## Quoted text

Data

Data set definitions and transforms define the data to load and how to process it.

The basic data model used by Vega is tabular data, similar to a spreadsheet or database table. Individual data sets are assumed to contain a collection of records (or “rows”), which may contain any number of named data attributes (fields, or “columns”). Records are modeled using standard JavaScript objects.

If the input data is simply an array of primitive values, Vega maps each value to the data property of a new object. For example [5, 3, 8, 1] is loaded as:

[ {"data": 5}, {"data": 3}, {"data": 8}, {"data": 1} ]

Upon ingest, Vega also assigns each data object a unique id property, accessible via a custom Symbol. As a result, the id property is not accessible via a string key and is not enumerable, though you can observe the id value when inspecting data objects in a JavaScript console.

## Things to do
**1.** What basic data model does Vega use, according to the passage on Vega data?
**2.** From the passage on Vega data, return the text from "Data set definitions" up to and including "a JavaScript console.".

## Recorded data
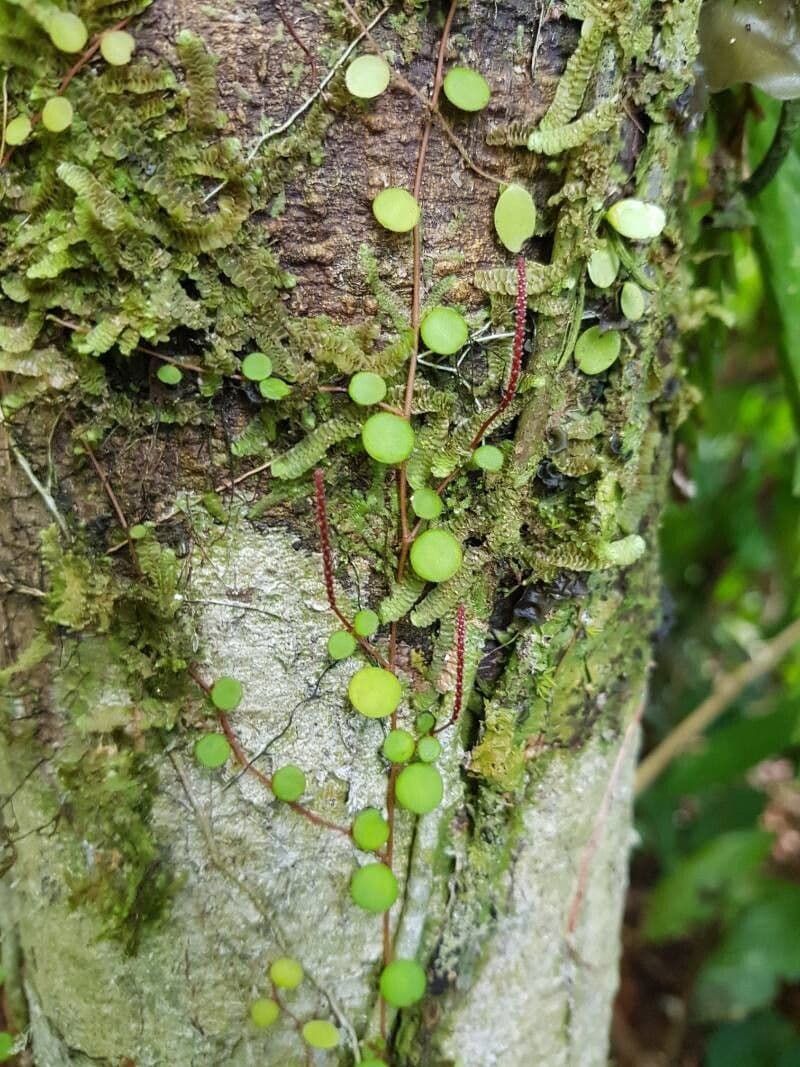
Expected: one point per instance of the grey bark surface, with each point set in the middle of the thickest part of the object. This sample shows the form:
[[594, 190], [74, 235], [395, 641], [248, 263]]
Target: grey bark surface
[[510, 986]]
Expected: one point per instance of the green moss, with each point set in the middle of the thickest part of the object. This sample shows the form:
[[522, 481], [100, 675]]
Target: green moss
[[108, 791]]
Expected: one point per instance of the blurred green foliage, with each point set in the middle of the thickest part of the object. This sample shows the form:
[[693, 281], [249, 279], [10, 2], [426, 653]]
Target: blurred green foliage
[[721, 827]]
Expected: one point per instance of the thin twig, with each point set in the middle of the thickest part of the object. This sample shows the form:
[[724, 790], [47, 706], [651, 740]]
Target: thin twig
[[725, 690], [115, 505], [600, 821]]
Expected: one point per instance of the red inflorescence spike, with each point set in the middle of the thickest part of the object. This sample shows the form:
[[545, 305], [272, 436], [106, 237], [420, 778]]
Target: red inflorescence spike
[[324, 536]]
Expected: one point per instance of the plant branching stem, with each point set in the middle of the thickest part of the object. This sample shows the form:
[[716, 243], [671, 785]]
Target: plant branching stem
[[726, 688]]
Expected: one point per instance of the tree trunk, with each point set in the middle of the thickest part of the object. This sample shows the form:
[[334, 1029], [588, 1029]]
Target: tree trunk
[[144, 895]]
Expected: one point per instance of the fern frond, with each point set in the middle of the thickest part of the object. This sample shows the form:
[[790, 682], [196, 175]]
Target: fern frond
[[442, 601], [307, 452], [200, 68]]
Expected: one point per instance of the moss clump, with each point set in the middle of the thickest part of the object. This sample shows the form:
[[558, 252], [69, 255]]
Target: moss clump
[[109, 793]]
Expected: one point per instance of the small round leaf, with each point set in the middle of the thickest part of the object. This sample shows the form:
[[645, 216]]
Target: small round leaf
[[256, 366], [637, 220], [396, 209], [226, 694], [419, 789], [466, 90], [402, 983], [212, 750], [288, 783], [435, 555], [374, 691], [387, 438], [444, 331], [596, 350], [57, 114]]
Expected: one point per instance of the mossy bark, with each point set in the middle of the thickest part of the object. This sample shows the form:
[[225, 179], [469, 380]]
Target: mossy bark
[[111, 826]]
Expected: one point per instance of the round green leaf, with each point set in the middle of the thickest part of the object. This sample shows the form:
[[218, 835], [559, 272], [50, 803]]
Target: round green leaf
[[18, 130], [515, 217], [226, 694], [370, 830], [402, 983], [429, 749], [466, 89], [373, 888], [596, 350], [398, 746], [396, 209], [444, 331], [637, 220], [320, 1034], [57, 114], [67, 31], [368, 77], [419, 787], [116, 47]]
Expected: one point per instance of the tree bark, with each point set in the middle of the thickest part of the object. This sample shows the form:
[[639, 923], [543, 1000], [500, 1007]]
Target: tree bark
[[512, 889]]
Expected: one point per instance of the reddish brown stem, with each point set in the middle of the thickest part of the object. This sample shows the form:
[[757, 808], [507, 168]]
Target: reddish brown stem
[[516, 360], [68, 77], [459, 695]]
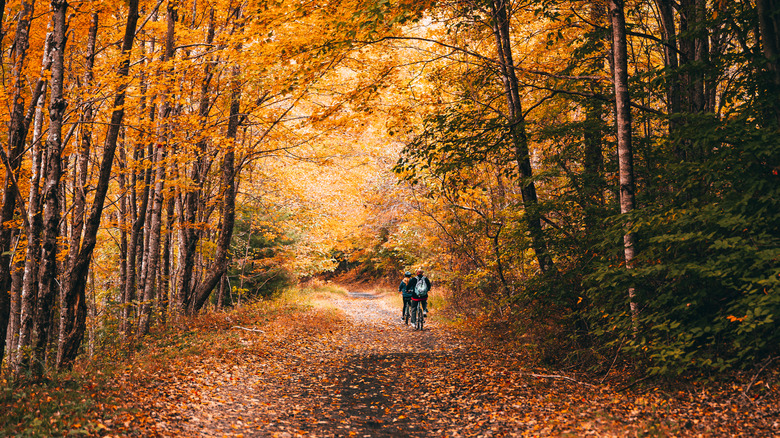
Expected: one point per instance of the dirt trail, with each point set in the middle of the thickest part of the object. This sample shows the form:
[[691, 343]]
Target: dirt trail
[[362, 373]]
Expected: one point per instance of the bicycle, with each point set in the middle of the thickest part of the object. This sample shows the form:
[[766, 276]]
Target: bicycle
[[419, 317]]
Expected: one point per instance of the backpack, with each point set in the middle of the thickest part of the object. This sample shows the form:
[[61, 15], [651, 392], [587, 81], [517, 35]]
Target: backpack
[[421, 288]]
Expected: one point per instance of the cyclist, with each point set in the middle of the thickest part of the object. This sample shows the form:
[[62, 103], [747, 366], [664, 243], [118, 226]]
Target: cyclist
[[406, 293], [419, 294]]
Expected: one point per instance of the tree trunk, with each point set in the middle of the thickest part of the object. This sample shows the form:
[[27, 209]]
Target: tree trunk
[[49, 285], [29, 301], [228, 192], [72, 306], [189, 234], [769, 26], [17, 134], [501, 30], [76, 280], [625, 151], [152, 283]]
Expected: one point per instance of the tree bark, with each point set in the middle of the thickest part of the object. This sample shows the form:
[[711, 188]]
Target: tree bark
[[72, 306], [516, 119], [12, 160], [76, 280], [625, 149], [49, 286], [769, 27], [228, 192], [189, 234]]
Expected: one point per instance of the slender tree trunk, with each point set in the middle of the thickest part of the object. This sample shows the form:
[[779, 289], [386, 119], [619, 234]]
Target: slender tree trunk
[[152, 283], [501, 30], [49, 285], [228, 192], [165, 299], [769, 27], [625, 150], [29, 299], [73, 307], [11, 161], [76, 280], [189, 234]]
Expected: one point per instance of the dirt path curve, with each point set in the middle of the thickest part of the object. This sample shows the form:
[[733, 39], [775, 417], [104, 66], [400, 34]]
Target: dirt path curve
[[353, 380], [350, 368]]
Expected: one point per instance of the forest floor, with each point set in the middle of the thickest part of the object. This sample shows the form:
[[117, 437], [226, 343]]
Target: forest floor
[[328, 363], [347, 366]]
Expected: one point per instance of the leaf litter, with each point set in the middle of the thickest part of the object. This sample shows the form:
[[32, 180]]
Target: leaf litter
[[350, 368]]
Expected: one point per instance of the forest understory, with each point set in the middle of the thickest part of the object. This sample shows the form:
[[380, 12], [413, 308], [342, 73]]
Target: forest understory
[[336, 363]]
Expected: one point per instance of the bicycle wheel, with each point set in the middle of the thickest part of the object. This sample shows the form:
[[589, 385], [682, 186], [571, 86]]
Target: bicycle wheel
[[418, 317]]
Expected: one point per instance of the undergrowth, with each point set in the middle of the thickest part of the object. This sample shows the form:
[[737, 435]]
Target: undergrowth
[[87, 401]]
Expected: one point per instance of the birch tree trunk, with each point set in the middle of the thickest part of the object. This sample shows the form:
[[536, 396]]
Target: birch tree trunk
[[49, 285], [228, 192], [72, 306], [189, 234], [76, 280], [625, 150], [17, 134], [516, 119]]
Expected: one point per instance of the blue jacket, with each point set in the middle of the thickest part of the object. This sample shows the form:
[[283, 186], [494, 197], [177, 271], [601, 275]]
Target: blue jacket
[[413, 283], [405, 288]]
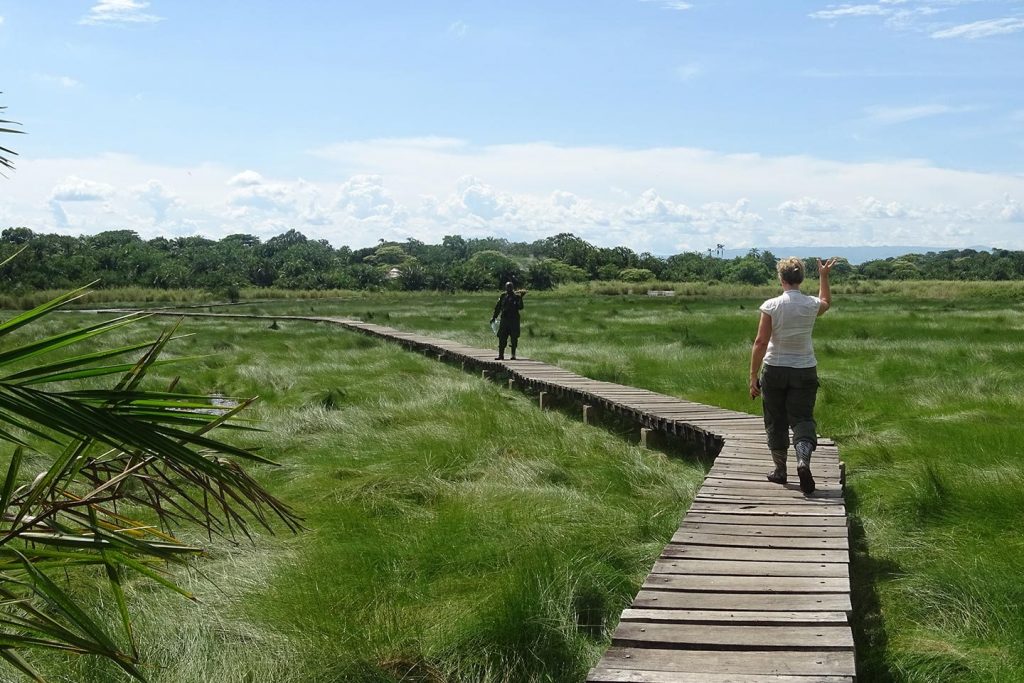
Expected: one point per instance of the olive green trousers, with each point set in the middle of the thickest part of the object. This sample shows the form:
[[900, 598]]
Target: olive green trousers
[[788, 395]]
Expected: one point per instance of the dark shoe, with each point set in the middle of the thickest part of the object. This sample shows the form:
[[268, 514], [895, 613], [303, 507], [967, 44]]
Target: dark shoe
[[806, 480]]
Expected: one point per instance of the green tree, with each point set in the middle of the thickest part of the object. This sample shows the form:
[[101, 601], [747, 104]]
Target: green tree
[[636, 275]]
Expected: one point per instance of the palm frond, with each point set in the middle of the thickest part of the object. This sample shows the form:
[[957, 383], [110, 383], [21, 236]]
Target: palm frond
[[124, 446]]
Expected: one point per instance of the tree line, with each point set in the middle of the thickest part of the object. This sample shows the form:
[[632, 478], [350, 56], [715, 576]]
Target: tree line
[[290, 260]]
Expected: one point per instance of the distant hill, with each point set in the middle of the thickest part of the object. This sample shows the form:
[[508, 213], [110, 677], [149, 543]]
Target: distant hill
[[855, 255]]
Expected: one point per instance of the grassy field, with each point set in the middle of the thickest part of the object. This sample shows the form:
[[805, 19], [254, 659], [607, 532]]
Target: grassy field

## Responses in order
**1.** Tabular data, similar to a spreadsheet or database table.

**2.**
Data set definitions and transforms define the data to load and how to process it.

The basic data model used by Vega is tabular data, similar to a spreadsheet or database table. Individual data sets are assumed to contain a collection of records (or “rows”), which may contain any number of named data attributes (fields, or “columns”). Records are modeled using standard JavaScript objects.

If the input data is simply an array of primitive values, Vega maps each value to the data property of a new object. For example [5, 3, 8, 1] is loaded as:

[ {"data": 5}, {"data": 3}, {"data": 8}, {"data": 1} ]

Upon ingest, Vega also assigns each data object a unique id property, accessible via a custom Symbol. As a result, the id property is not accessible via a string key and is not enumerable, though you can observe the id value when inspecting data objects in a JavaScript console.